## TEXTE FOURNI
2.16.2019

La pensée scoop

La pensée médiatique
Le rapport aux spécificités de l'écrit sur les médias sociaux est entrain de modifier celui, fondamental, à la logique et aux nécessités de l'élaboration discursive. Il s'agit toujours de mettre au jour pour l'usager une position, une vision de la réalité, celle-ci ayant comme qualité inhérente sa complexité et celui ou celle qui souhaite la relater, sa posture originairement fragile et nécessairement simplificatrice pour la dire avec son passif de préjugés, d'interprétation, de représentations etc.
Poster une image permet de placer face à l'autre potentiel une partie fantasmée de cette même vision, une sorte de miroir laissant au spectateur ou commentateur le loisir de faire correspondre cette sorte d'information sur soi-même avec ce qu'il ou elle a adopté lui-même comme postures. Ce moyen de communication est une activation constante du mimétisme, chaque image pouvant se prêter à des interprétations immédiates en chaîne dans la mesure où son contexte et la complexité indéchiffrable qui le caractérise est, par principe, éradiqué. Or cette même "réalité" pour se donner a minima nécessite de la pensée qui s'élabore, c'est à dire une instance dynamique de création d'un rapport avec l'évènement, avec le "fait", qui pose celui-ci dans un contexte, temps, espace, éléments sous-jacents, forces en présence, qui sont tous du domaine de la création du discours.

## LISTE FOURNIE
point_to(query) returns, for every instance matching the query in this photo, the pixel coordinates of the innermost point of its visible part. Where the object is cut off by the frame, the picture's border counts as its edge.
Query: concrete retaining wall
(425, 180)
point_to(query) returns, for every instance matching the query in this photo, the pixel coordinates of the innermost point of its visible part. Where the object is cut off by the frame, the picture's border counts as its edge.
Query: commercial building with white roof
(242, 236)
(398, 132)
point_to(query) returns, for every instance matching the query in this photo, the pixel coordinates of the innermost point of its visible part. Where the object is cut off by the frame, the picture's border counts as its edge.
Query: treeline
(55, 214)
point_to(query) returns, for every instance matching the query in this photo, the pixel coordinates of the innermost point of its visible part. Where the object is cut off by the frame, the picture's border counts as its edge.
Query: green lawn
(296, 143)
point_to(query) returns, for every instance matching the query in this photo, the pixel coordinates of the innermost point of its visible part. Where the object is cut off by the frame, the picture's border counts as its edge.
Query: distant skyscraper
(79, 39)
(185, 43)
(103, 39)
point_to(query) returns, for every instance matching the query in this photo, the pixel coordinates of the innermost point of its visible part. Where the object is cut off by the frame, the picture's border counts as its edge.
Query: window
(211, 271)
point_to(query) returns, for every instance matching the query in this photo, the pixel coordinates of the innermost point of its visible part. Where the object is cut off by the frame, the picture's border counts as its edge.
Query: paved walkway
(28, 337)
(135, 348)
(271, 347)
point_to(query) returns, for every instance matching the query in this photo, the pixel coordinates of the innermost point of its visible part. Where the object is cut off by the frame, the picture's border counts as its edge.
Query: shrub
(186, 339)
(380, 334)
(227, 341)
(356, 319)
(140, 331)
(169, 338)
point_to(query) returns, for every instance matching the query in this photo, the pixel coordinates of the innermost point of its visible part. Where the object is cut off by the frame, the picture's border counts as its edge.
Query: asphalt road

## OBJECTIF DE L'EXERCICE
Dans la dernière phrase du texte fourni, relevez s'il vous plaît tous les termes énumérés juste après « dans un contexte ».

## RÉSULTAT ATTENDU
- temps
- espace
- éléments sous-jacents
- forces en présence